§ **WORK TO DO**:
The records should be written out in full, with nothing altered.

§ **INPUT ROWS**:
----------

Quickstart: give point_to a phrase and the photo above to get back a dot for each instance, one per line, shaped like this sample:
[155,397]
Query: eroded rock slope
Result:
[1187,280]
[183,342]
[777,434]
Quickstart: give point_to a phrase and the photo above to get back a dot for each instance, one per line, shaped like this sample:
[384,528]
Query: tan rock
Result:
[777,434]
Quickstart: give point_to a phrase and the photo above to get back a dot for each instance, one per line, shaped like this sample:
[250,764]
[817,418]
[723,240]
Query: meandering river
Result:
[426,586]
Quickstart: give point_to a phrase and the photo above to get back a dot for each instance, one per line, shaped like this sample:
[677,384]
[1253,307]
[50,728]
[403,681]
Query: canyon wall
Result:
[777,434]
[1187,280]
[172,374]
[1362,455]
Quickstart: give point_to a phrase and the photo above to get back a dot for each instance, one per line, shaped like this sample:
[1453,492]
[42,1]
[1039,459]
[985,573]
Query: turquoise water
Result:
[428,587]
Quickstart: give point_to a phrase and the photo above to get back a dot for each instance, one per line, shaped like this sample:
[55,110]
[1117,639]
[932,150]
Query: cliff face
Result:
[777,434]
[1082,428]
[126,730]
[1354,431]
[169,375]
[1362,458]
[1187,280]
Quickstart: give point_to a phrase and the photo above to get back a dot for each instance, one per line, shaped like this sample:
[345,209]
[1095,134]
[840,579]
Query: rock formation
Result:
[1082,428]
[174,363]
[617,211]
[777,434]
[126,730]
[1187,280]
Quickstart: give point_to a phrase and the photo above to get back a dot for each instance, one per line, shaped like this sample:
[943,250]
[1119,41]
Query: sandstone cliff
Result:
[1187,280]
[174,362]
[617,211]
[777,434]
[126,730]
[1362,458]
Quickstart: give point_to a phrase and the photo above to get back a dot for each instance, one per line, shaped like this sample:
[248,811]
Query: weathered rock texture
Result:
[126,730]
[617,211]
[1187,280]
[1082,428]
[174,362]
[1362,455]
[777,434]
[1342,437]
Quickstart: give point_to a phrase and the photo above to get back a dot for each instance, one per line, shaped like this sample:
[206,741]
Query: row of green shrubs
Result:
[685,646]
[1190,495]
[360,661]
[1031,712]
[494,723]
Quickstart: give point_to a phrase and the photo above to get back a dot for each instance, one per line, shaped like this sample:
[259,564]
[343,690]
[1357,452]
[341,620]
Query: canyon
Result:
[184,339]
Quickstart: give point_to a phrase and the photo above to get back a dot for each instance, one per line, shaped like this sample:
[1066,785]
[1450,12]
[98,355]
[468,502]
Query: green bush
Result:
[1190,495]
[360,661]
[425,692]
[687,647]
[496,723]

----------

§ **EXERCISE ANSWER**:
Quickstart: give point_to a phrase and the photo above to get back a dot for each instance, one per line, shaped like this sample:
[155,397]
Query: eroded rock slope
Result:
[1187,280]
[183,342]
[777,434]
Quickstart: give point_to a phrase and the photo above to get back a dot for each instance, one per line, shaped like this sample:
[384,528]
Query: tan rock
Result:
[777,434]
Quickstart: give point_to a phrase and the photo above to get back a dot for each instance, one per line, shaped like this sample:
[250,764]
[817,418]
[723,240]
Query: meandering river
Result:
[426,586]
Quickstart: give point_to a phrase and the photo above to get back a dot for each instance, one per line, shaped like this sample:
[677,384]
[1253,307]
[50,728]
[403,681]
Query: canyon wall
Result:
[777,434]
[1187,280]
[172,374]
[1362,455]
Quickstart: give point_to a phrase and the photo above to get back a dot for each instance, one per line, shaped like this sample:
[1453,492]
[42,1]
[1039,459]
[985,573]
Query: turquoise water
Result:
[428,587]
Quickstart: give point_to a phrase and the photo above to get back a dot for each instance, one per line, shaped like this sample:
[55,110]
[1117,639]
[932,150]
Query: cliff face
Result:
[777,434]
[1082,428]
[126,730]
[1354,431]
[169,375]
[1362,458]
[1187,280]
Quickstart: give point_to a phrase and the photo above to get back a dot for each instance, one per line, shaped like this sample:
[345,209]
[1095,134]
[840,579]
Query: rock formation
Result:
[1082,428]
[174,363]
[617,211]
[777,434]
[126,730]
[1187,280]
Quickstart: give point_to a phrase and the photo above to get back a dot for each instance, one per line, shaped like this sample:
[943,250]
[1119,41]
Query: sandstone cliff
Result:
[1187,280]
[174,362]
[617,211]
[777,434]
[126,730]
[1362,458]
Quickstart: give point_to a phrase and the photo above to get back a dot for each instance, one per line, shaped like this sample:
[248,811]
Query: weathered rock texture
Result:
[126,730]
[617,211]
[1187,280]
[1082,428]
[174,362]
[1362,455]
[777,434]
[1342,437]
Quickstart: give point_to a phrase and the photo above to get back a dot for each instance, one per line, shaped like this sample:
[206,741]
Query: row of green shrubs
Result:
[685,646]
[1190,495]
[360,661]
[1031,712]
[494,723]
Quickstart: give point_to a phrase and the photo above to get back a dot for each instance, one per line, shaped like this sample:
[259,564]
[343,690]
[1357,452]
[341,620]
Query: canyon
Result:
[184,339]
Quickstart: give point_to a phrase and the photo above to get back a dot for each instance, one per line, shaped like this sample:
[1066,785]
[1450,12]
[98,355]
[468,502]
Query: green bush
Result:
[1190,495]
[360,661]
[425,692]
[687,647]
[496,723]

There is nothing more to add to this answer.